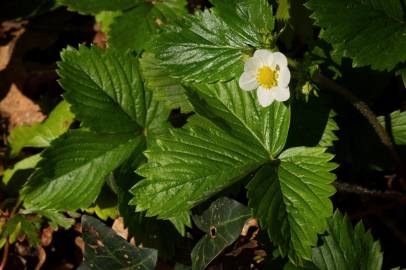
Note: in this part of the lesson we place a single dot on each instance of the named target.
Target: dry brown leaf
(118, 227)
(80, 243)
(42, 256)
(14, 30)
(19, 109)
--
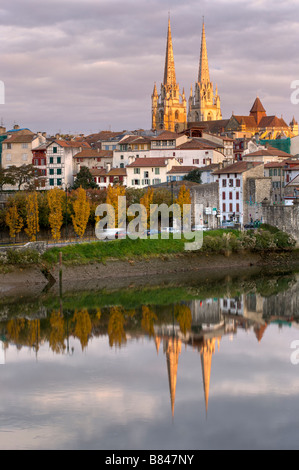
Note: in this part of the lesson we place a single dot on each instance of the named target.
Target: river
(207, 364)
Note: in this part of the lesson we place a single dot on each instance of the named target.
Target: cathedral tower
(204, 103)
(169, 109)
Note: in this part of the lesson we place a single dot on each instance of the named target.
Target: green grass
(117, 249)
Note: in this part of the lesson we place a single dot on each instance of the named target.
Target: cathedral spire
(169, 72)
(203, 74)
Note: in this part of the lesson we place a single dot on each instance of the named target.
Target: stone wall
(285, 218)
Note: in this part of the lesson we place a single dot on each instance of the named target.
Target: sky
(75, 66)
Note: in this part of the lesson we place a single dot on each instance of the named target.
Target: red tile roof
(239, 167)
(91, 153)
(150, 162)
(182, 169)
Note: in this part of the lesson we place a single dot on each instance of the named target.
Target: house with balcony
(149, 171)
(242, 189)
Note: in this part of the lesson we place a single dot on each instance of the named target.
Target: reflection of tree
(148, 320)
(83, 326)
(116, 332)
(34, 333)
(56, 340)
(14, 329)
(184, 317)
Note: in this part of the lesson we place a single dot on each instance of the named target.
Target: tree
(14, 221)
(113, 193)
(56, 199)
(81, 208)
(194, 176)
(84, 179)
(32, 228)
==
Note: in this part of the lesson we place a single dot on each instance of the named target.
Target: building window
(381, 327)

▸ **STATED GOAL**:
Count the lines in the items above that contain the string "tree", treating uppercase and lowercase letters as distinct. State only the number.

▸ **ANSWER FOR THE TASK**:
2